Your goal:
Copy the records below word for word, leaving out the pictures.
# START OF Extracted material
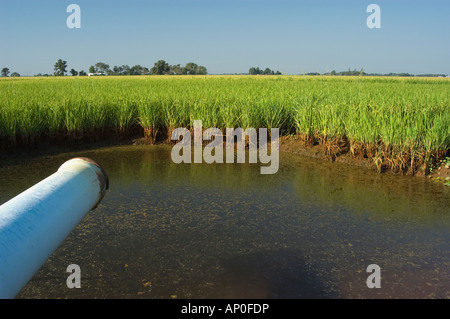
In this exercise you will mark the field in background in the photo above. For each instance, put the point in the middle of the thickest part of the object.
(402, 124)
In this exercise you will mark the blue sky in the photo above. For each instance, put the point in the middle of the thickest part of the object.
(229, 36)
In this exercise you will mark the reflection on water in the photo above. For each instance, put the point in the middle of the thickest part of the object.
(226, 231)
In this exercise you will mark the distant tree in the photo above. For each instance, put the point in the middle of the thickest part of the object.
(176, 69)
(192, 68)
(60, 68)
(267, 71)
(126, 70)
(101, 67)
(255, 71)
(202, 70)
(5, 72)
(139, 70)
(160, 67)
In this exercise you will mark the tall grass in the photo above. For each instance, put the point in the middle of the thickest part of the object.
(378, 117)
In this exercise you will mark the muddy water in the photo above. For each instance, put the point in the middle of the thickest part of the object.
(225, 231)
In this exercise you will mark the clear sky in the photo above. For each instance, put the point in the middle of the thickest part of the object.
(228, 36)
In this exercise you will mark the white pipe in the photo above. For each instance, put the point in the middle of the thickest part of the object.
(34, 223)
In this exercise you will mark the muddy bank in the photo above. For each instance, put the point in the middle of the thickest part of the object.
(343, 153)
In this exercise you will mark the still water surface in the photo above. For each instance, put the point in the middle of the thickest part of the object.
(168, 230)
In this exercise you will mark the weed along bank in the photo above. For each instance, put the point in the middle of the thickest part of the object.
(235, 143)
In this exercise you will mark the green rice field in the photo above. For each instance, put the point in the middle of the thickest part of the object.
(400, 123)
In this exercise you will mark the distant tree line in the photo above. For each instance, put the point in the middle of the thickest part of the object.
(266, 71)
(160, 67)
(5, 73)
(363, 73)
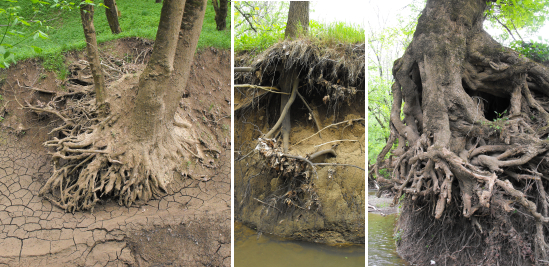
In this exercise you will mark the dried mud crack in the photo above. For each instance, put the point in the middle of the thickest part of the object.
(187, 225)
(299, 141)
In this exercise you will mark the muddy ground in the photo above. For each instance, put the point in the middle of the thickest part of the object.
(190, 226)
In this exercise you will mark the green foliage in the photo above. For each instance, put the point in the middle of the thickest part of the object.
(398, 235)
(519, 14)
(18, 25)
(537, 51)
(138, 19)
(258, 25)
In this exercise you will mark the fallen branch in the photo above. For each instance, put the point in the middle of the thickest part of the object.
(266, 88)
(283, 114)
(317, 123)
(322, 152)
(339, 164)
(335, 124)
(349, 140)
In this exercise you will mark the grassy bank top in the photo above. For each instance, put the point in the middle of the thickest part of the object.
(137, 19)
(322, 34)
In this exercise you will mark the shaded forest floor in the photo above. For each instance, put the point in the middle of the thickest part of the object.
(189, 226)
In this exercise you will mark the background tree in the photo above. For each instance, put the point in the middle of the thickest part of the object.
(112, 16)
(471, 147)
(220, 8)
(133, 150)
(86, 13)
(298, 15)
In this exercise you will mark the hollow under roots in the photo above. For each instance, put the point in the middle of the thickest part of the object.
(95, 159)
(475, 138)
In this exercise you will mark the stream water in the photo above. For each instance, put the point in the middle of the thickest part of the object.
(381, 245)
(267, 250)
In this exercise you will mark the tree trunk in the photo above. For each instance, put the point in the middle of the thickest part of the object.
(298, 19)
(134, 151)
(112, 16)
(472, 144)
(86, 13)
(220, 8)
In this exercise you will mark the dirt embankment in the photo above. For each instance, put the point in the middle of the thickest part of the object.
(279, 192)
(190, 226)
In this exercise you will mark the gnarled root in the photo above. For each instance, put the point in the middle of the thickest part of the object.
(96, 165)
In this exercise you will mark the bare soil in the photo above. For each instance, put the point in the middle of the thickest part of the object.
(338, 218)
(189, 226)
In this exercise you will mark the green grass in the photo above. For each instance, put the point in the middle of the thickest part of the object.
(138, 19)
(325, 34)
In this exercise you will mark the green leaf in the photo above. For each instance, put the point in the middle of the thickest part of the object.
(43, 35)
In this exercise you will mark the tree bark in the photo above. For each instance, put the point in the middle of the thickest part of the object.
(298, 19)
(473, 134)
(112, 16)
(220, 8)
(148, 117)
(142, 162)
(86, 13)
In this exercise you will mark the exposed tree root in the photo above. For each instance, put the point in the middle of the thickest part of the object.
(94, 158)
(473, 138)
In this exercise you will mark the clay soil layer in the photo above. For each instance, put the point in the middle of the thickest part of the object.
(189, 226)
(325, 205)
# END OF Extracted material
Exercise result:
In this exercise you will mark the field in background in the photo above. For each instance, put the point in the middle of the thickest part of the object.
(402, 124)
In this exercise you will mark the blue sky in the photo above. For each instance, put the point in the middle of the thickest part of the object.
(229, 36)
In this exercise you will mark the reflection on water in the photo above. For each instance, put the point in the middle of the thickest part of the object.
(226, 231)
In this exercise you will mark the distant tree in the photo above. For each instance, put the point in the middle of the thickest part of the object.
(176, 69)
(192, 68)
(60, 68)
(267, 71)
(126, 70)
(101, 67)
(255, 71)
(202, 70)
(5, 72)
(139, 70)
(160, 67)
In this exercise you will mark the tall grass in the photo above. For each instance, put the point in the middle of the thickest part of the object.
(378, 117)
In this exercise you will mark the muddy water in the photo above. For each instance, put the point in the middle of the thickest part of the object.
(225, 231)
In this exercise you will mark the clear sky in the photo above. For each instance, put the point in the middle of the thickest part of the object.
(228, 36)
In this exercise you will mark the white pipe in the photo above. For each instance, put the point in the middle of the thickest part of the object.
(34, 223)
In this exercise you will mark the muddy bank in the photo above. For each instance, put the point in the middle of the thickest part of the object.
(343, 153)
In this exercise you will mark the still water surface in the photo above. For each instance, put the point in the middle of the thickest part of the object.
(168, 230)
In this exercise you will mark the weed along bank in the photo above. For each instance, put the point in the middle of the thickest part of the object.
(235, 143)
In this exercise you will mark the green rice field in the photo above. For each instance, put the point in the middle of the thickest part of the object.
(400, 123)
In this exercise you will mark the distant tree line in the photo above. For each instance, put the point in the middle of the thickest part of the object.
(266, 71)
(160, 67)
(5, 73)
(363, 73)
In this exercise you will mark the dried mud crack in the photo above. For each instance, put the point in the middle of the thickest part of the object.
(187, 225)
(299, 141)
In this exercise you will mark the muddy ground in the photo above. For each instance, put the point in the middle of the thickest part of the object.
(190, 226)
In this exercise you will mark the green foliage in the photo above. For each instance, put the point in the middle of the thickest part of the object.
(398, 235)
(519, 14)
(18, 25)
(537, 51)
(138, 19)
(258, 25)
In this exercise you will mark the fallen branch in the photo above. For each instance, put the point in the middle of the thickest part of the object.
(266, 88)
(283, 114)
(317, 123)
(322, 152)
(339, 164)
(335, 124)
(349, 140)
In this exercise you will mark the grassy bank top in the photo above. For each instance, put the point in the middle of the thickest part of the object.
(137, 19)
(322, 34)
In this exercise you will mark the shaded forest floor in the photo above. For each instance, put the point in the middle of the thickest part of the object.
(189, 226)
In this exercise you will mark the background tree in the photo above. For each instance, put the point in the middle of the thickest part of the object.
(112, 16)
(471, 147)
(220, 8)
(133, 150)
(86, 13)
(298, 15)
In this exercise you will mark the hollow under roots in the photo above. For each instance, put the point in the middle of the thickest part of the object.
(95, 159)
(475, 138)
In this exercise you will mark the stream water in the photo above. For each instance, put the point in the middle of the thickest part of the object.
(381, 245)
(267, 250)
In this exercise you will mark the tree trunk in the photo above. For each instance, put the point in the middle of the thickest part of the object.
(298, 19)
(134, 151)
(112, 16)
(472, 144)
(86, 13)
(220, 8)
In this exercise you will mark the dirt embankment in the photo above. For each instance, put the point in the middle of the thickest part of the object.
(279, 192)
(190, 226)
In this exercise you will mark the gnarled root in the photo above. For each instance, put the point in the middle of the thickest part of the object.
(96, 165)
In this exercise you will mark the bare soil in the photo above. For each instance, put the point in the middle of the thickest part of the object.
(338, 218)
(189, 226)
In this exercise you will mark the green grass in the photo above. For each instance, put the point in the middle of the thickest part of the object.
(138, 19)
(325, 34)
In this exercise you will mark the green leaf in the photo above. For each instance, put the point in the middle of the thickest part of the object.
(43, 35)
In this exercise you will mark the tree bark in the photo above. For each instance, put the point in the middle of the thickest part of the object.
(298, 19)
(473, 134)
(112, 16)
(220, 8)
(148, 117)
(142, 162)
(86, 13)
In this exercise you will mark the exposed tree root in the photo above. For each instance, put the point in the middle of the thickest part of the object.
(94, 158)
(473, 138)
In this exercise you will mark the clay soil layer in the photo above. For each instance, put the point in the middle of the thickest part of the object.
(189, 226)
(325, 205)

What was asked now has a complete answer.